• Trecho da página:
A Lei n. 11.935, de 11 de maio último, alterou a redação do art. 35-C da Lei n. 9.656, de 1998, que "Dispõe sobre os planos e seguros privados de assistência à saúde". A nova redação é a seguinte:
Art. 35-C. É obrigatória a cobertura do atendimento nos casos:
I - de emergência, como tal definidos os que implicarem risco imediato de vida ou de lesões irreparáveis para o paciente, caracterizado em declaração do médico assistente;
II - de urgência, assim entendidos os resultantes de acidentes pessoais ou de complicações no processo gestacional;
III - de planejamento familiar.
Tudo muito bom, tudo muito bem, a iniciativa é boa. Contudo, temo que ela possa ser burlada com facilidade. Explico.

• Aplique a leitura:
• a. No trecho sobre a Lei n. 11.935, qual artigo da Lei n. 9.656 teve a redação alterada?
• b. Escreva a continuação do texto sobre a mudança na lei dos planos de saúde, começando logo depois da última frase.

• Registros listados:
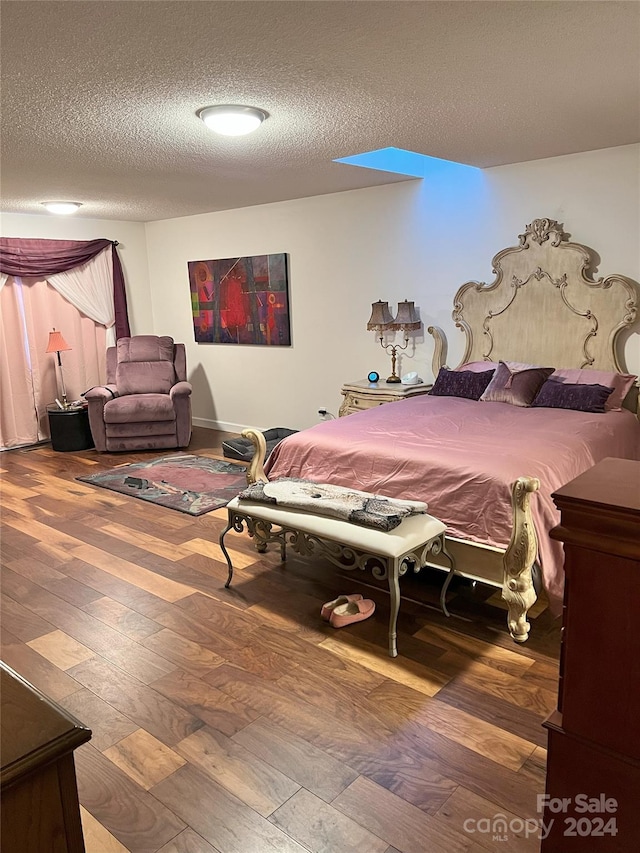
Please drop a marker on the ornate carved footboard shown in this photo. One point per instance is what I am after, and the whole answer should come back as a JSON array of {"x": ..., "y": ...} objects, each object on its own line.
[{"x": 511, "y": 569}]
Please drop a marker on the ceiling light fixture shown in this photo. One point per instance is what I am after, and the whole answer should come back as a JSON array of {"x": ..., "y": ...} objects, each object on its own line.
[
  {"x": 63, "y": 207},
  {"x": 232, "y": 119}
]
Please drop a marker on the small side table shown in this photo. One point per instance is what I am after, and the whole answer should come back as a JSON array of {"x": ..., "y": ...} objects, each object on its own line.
[
  {"x": 69, "y": 429},
  {"x": 40, "y": 809},
  {"x": 362, "y": 394}
]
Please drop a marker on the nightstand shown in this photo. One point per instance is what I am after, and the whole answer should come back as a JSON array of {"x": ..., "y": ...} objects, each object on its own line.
[
  {"x": 362, "y": 394},
  {"x": 69, "y": 429}
]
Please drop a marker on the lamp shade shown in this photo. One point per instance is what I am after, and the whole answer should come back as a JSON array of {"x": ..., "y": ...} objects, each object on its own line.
[
  {"x": 57, "y": 343},
  {"x": 407, "y": 317},
  {"x": 380, "y": 316}
]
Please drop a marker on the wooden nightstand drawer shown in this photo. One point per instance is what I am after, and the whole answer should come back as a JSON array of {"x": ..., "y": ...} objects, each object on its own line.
[{"x": 363, "y": 395}]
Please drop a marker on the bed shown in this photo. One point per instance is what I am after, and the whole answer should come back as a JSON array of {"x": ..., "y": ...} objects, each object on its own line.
[{"x": 488, "y": 469}]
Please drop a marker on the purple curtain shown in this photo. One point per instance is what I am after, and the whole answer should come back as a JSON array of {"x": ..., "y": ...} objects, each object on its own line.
[{"x": 41, "y": 258}]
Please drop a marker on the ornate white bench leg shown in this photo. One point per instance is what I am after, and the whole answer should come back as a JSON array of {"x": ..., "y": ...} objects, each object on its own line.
[
  {"x": 517, "y": 587},
  {"x": 440, "y": 546},
  {"x": 255, "y": 471},
  {"x": 393, "y": 571}
]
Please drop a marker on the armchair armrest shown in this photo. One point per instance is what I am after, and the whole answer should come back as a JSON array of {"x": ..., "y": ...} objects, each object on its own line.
[
  {"x": 97, "y": 398},
  {"x": 180, "y": 389}
]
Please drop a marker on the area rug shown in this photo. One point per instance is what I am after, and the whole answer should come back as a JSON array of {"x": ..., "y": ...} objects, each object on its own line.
[{"x": 191, "y": 484}]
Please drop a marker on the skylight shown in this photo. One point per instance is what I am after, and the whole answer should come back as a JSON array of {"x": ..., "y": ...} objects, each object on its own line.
[{"x": 401, "y": 162}]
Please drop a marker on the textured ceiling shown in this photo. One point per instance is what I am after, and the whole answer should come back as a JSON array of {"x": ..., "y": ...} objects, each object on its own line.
[{"x": 99, "y": 98}]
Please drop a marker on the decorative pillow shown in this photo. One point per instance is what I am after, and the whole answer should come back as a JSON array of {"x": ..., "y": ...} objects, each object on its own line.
[
  {"x": 460, "y": 383},
  {"x": 478, "y": 366},
  {"x": 516, "y": 383},
  {"x": 620, "y": 382},
  {"x": 568, "y": 395}
]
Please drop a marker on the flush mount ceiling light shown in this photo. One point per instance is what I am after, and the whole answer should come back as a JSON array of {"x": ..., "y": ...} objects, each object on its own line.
[
  {"x": 232, "y": 119},
  {"x": 63, "y": 207}
]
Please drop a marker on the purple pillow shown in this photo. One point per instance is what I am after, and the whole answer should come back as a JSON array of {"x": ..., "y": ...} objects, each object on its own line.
[
  {"x": 565, "y": 395},
  {"x": 516, "y": 383},
  {"x": 461, "y": 383}
]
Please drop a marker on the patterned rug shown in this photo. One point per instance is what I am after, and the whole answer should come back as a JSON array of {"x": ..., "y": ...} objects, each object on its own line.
[{"x": 191, "y": 484}]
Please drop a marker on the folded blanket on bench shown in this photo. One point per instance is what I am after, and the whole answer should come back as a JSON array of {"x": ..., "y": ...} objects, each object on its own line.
[{"x": 364, "y": 508}]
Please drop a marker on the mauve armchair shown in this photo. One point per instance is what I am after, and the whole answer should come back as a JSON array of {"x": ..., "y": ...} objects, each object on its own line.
[{"x": 146, "y": 403}]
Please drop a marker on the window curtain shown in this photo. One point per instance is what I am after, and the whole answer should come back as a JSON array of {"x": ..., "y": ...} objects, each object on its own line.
[
  {"x": 53, "y": 259},
  {"x": 29, "y": 377}
]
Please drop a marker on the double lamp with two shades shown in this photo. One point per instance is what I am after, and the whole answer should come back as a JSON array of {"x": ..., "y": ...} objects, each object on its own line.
[{"x": 382, "y": 321}]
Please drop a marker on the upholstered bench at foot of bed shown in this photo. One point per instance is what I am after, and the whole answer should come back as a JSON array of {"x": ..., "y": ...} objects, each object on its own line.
[{"x": 347, "y": 545}]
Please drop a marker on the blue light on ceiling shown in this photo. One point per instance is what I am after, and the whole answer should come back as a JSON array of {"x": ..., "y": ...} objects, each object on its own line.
[{"x": 402, "y": 162}]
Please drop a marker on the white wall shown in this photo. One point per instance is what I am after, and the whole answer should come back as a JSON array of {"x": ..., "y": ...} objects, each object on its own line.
[
  {"x": 132, "y": 250},
  {"x": 418, "y": 240}
]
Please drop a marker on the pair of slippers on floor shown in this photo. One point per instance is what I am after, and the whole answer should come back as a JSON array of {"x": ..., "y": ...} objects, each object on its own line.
[{"x": 347, "y": 609}]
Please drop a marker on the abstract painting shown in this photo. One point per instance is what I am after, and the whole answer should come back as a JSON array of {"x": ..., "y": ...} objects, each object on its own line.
[{"x": 241, "y": 300}]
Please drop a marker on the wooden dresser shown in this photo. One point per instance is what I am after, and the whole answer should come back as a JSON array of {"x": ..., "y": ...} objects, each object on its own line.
[
  {"x": 593, "y": 765},
  {"x": 40, "y": 810}
]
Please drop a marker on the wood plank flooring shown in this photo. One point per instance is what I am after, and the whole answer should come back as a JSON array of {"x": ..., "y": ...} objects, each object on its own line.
[{"x": 237, "y": 721}]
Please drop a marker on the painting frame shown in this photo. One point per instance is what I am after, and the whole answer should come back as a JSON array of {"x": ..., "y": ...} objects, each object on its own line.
[{"x": 241, "y": 301}]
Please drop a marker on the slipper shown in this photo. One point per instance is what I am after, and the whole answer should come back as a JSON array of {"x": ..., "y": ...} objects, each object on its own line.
[
  {"x": 352, "y": 611},
  {"x": 327, "y": 609}
]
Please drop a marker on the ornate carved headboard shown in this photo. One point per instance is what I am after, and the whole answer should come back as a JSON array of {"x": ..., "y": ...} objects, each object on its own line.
[{"x": 544, "y": 306}]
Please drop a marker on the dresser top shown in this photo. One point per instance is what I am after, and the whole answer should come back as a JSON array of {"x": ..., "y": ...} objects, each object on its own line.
[
  {"x": 388, "y": 389},
  {"x": 33, "y": 728},
  {"x": 611, "y": 482}
]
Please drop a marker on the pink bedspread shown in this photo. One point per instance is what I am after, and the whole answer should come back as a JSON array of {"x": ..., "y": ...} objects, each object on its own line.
[{"x": 461, "y": 457}]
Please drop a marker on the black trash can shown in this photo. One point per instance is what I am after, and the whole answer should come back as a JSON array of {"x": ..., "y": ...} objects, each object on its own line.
[{"x": 70, "y": 429}]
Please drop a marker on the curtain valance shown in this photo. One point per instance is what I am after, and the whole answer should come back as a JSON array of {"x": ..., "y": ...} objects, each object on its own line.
[{"x": 42, "y": 259}]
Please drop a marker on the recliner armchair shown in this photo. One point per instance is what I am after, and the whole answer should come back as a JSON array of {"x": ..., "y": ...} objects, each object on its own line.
[{"x": 146, "y": 403}]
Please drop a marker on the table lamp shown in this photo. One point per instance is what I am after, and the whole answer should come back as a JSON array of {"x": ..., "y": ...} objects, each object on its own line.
[{"x": 58, "y": 344}]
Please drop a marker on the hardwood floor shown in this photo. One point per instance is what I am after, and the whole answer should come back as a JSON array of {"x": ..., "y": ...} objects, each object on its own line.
[{"x": 237, "y": 721}]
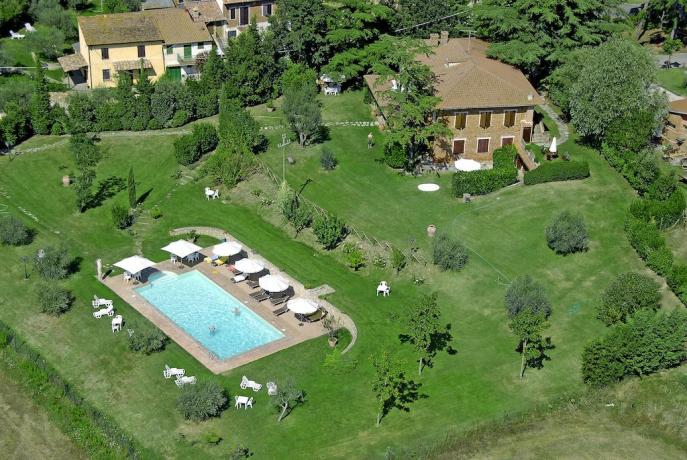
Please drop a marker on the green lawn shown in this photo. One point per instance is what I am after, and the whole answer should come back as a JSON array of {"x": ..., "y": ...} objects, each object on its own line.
[
  {"x": 674, "y": 80},
  {"x": 478, "y": 384}
]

• Respostas dos exercícios:
• a. O art. 35-C.

• b.
Ao ler o texto da lei, veio-me à memória o triste caso de um ex-aluno, pessoa que tenho em grande conta, cujo filho, um bebê de 45 dias, teve negado atendimento pela UNIMED, sob a alegação de que a carência ainda não fora cumprida. Diga-se de passagem, uma carência de 30 dias, sendo que o bebê tinha mais do que isso e a segunda mensalidade já estava paga. Abstraindo maiores detalhes do caso, o bebê faleceu, o que motivou seus pais a processar aquela cooperativa, feito que tramita no foro de Belém.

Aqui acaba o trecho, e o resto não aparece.